§ WHAT YOU HAVE TO DO:
From first line to last, output the records below exactly.

BEGIN PROVIDED RECORDS

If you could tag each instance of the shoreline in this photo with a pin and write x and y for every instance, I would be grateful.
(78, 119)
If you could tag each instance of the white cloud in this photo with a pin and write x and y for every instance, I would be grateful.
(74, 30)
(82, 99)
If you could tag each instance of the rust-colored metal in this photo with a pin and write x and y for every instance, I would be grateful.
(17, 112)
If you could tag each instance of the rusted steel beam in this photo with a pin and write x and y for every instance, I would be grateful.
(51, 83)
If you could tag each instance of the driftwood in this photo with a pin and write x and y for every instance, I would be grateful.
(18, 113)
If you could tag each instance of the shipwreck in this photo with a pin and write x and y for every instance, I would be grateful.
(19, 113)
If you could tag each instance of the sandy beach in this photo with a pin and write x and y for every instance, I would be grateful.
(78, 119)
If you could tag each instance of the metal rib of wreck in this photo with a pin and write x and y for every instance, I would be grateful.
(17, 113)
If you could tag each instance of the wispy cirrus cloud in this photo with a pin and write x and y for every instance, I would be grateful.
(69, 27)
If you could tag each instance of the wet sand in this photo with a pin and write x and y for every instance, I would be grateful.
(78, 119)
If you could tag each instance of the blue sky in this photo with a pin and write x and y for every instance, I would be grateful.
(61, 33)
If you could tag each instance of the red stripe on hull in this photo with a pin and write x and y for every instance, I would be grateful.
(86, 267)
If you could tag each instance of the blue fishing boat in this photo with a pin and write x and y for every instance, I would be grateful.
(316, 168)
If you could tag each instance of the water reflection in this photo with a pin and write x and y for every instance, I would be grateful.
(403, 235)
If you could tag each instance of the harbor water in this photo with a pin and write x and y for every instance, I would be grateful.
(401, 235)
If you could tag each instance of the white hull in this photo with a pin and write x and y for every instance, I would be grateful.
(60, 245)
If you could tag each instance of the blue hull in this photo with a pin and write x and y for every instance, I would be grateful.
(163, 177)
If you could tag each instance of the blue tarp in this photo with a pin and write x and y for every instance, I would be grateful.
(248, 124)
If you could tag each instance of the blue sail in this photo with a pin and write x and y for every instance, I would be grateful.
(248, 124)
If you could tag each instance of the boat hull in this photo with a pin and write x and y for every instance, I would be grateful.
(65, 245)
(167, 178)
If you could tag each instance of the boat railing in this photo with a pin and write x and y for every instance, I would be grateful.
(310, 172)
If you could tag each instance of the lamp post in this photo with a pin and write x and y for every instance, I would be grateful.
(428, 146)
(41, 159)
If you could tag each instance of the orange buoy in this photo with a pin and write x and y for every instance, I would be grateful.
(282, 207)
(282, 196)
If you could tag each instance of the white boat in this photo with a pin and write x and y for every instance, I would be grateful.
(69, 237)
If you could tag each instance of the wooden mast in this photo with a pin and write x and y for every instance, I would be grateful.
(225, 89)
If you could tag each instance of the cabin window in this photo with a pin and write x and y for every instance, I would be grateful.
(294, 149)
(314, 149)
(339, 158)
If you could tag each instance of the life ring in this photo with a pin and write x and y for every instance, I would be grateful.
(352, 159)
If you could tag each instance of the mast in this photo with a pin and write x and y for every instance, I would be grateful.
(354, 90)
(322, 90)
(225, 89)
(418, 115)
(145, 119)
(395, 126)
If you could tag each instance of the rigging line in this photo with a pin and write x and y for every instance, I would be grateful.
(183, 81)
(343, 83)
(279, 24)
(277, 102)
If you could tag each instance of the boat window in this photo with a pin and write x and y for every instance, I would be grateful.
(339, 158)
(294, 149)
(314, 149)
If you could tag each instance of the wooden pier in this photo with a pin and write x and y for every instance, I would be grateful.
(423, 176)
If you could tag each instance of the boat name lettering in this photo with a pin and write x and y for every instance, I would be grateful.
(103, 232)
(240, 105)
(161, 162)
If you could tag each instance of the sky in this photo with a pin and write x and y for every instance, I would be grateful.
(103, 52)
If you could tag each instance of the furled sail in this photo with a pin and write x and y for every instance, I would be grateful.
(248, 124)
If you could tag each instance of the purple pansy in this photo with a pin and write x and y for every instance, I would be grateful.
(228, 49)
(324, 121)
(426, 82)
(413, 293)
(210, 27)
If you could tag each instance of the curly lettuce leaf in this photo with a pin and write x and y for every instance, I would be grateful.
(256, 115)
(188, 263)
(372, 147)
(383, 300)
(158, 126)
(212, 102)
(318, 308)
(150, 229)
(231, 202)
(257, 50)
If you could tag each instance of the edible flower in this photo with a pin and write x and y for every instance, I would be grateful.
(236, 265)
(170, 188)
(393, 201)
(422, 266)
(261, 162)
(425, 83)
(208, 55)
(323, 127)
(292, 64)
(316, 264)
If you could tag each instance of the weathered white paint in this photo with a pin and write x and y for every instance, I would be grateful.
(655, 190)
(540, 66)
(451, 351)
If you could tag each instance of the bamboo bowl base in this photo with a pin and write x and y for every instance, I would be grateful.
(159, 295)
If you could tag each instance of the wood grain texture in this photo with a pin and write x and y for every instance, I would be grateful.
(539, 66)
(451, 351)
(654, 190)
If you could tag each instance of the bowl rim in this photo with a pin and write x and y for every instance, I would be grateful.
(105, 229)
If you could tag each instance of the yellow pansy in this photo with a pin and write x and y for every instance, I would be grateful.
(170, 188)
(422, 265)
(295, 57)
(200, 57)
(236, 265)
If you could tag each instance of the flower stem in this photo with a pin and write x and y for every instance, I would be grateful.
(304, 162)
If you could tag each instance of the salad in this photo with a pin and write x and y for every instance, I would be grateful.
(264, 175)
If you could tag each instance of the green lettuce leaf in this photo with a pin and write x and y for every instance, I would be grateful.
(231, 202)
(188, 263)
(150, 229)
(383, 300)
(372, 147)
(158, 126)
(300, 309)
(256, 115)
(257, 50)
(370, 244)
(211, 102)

END PROVIDED RECORDS

§ WRITTEN RESPONSE:
If you could tag each instance of the shoreline in this photo with a pin and write x and y for every instance, I would be grateful.
(78, 119)
If you could tag each instance of the white cloud in this photo with a pin and write x and y for every instance, I would be grateful.
(74, 30)
(82, 99)
If you could tag each instance of the rust-colored metal in this photo with a pin and write x and y for every instance, I would be grateful.
(17, 112)
If you could tag each instance of the rusted steel beam in this photo with a pin and write x and y for every instance, I would be grateful.
(51, 83)
If you could tag each instance of the driftwood in this photo with a pin and write x and y for every instance, I would be grateful.
(18, 113)
If you could tag each instance of the shipwreck in this photo with a pin and write x and y for every instance, I would be grateful.
(19, 113)
If you could tag each instance of the sandy beach in this photo with a pin and write x and y for every instance, I would be grateful.
(78, 119)
If you could tag each instance of the metal rib of wreck in this photo with a pin and write x and y for every instance, I would be grateful.
(17, 113)
If you could tag each instance of the wispy cirrus cloud in this photo with a pin and write x and y for every instance, I would be grateful.
(69, 27)
If you could tag each instance of the wet sand in this photo with a pin and write x and y for every instance, I would be grateful.
(78, 119)
If you could tag each instance of the blue sky in this photo with a pin and write x and y for every instance, I would be grateful.
(61, 33)
If you could tag each instance of the red stripe on hull in this photo with a pin and write x and y for every instance, I would be grateful.
(86, 267)
If you could tag each instance of the blue fishing boat in this photo with a pin and write x and y for every instance, I would be grateful.
(316, 168)
If you could tag each instance of the water reflection in this photo with a pin and write x and y for every instance, I would be grateful.
(403, 235)
If you could tag each instance of the harbor water in this photo with a pin and write x and y for every instance, I would be grateful.
(401, 235)
If you could tag each instance of the white hull in this photo with a pin and write x and y for every instance, I would be grateful.
(60, 245)
If you could tag each instance of the blue hull in this photo with a pin and write x and y for every instance, I would be grateful.
(163, 177)
If you could tag each instance of the blue tarp in this photo with a pin and write x and y for every instance, I would be grateful.
(248, 124)
If you could tag each instance of the blue sail in this photo with a pin and write x and y for every instance, I would be grateful.
(248, 124)
If you could tag each instance of the boat hull in this photo with a pin and write x and y for every instance, I would be grateful.
(65, 245)
(167, 178)
If you could tag each instance of the boat railing in this photo with a pin and write x and y for every instance, I would be grateful.
(310, 172)
If you could tag each instance of the lamp post in this photo with a pin and write x and y for every instance, I would be grateful.
(428, 146)
(41, 159)
If you could tag each instance of the orange buoy in this photo with a pin and write x and y for every instance, I would be grateful.
(282, 207)
(282, 196)
If you could tag each instance of the white boat in this photo with a pin and write x and y for every instance, I would be grateful.
(69, 237)
If you could tag each instance of the wooden mast in this photo with a pin and write x and y for every instance, I would be grateful.
(225, 89)
If you could tag each instance of the cabin window in this photo with a pin and write x and y for every instance, I would be grateful.
(294, 149)
(314, 149)
(339, 158)
If you could tag each instance of the life ring in this photo with a pin and write x and y for every instance, I would be grateful.
(352, 159)
If you could tag each instance of the mast in this photo with a pin and write x and y for every instance, I would be grateful.
(354, 90)
(322, 90)
(225, 89)
(418, 115)
(145, 119)
(395, 126)
If you could tag each instance of the rigging line in this photo with a pin and write x and y for every instance, I would be grateful.
(183, 81)
(343, 83)
(279, 24)
(277, 102)
If you could tag each instance of the boat window in this photo with a pin and write x and y for every instance, I would be grateful.
(339, 158)
(294, 149)
(314, 149)
If you could tag each instance of the wooden pier in this photo with a pin and write x and y for every instance, I would be grateful.
(423, 176)
If you could tag each instance of the boat name lettering in this photo with a pin and write x and y for every instance, I would be grateful.
(103, 232)
(240, 105)
(161, 162)
If you could tag each instance of the sky in this photo with a pin and write x and y for every instance, I would be grateful.
(103, 52)
If you could tag each instance of the furled sail in this photo with a pin and write x and y for every instance, I would be grateful.
(248, 124)
If you could tag each instance of the purple pansy in this photo with a pin and write x and y for every instance, I would be grateful.
(228, 49)
(324, 121)
(426, 82)
(413, 293)
(210, 27)
If you could tag each instance of the curly lettuce leaf in this photo with a pin and write x and y for every instance, I would be grateful.
(256, 115)
(188, 263)
(372, 147)
(383, 300)
(158, 126)
(212, 102)
(318, 308)
(150, 229)
(231, 202)
(257, 50)
If you could tag each instance of the edible flower in this photo with a pin and write x and y for every instance, I would be grateful.
(236, 265)
(170, 188)
(393, 201)
(422, 266)
(261, 162)
(425, 83)
(208, 55)
(323, 127)
(292, 64)
(316, 264)
If you could tag each instance of the weathered white paint in this photo with a pin and write x and y for every instance, I would be grateful.
(655, 190)
(540, 66)
(451, 351)
If you could tag each instance of the bamboo bowl base in this photo with a pin and write x and y for every instance, I would be grateful.
(159, 295)
If you could tag each instance of the wood grain texture in this photo with a pin and write x and y for every instance, I would be grateful.
(539, 66)
(451, 351)
(654, 190)
If you could tag each instance of the bowl rim in this photo with a pin and write x and y for every instance, I would be grateful.
(105, 229)
If you could tag each instance of the yellow pansy in this photo with a pin and write x and y for every instance, I would be grateful.
(170, 188)
(422, 265)
(295, 57)
(200, 57)
(236, 265)
If you could tag each instance of the flower stem in this photo with a pin and write x and y for every instance, I would be grateful.
(304, 162)
If you could tag each instance of the salad in this photo with a pin and write x and y for every instance, I would be grateful.
(264, 175)
If you could tag each instance of the green lettuce leaf in this photo with a pin and write x and y for every instance, I would be grateful.
(231, 202)
(188, 263)
(150, 229)
(383, 300)
(372, 147)
(158, 126)
(300, 309)
(256, 115)
(257, 50)
(370, 244)
(211, 102)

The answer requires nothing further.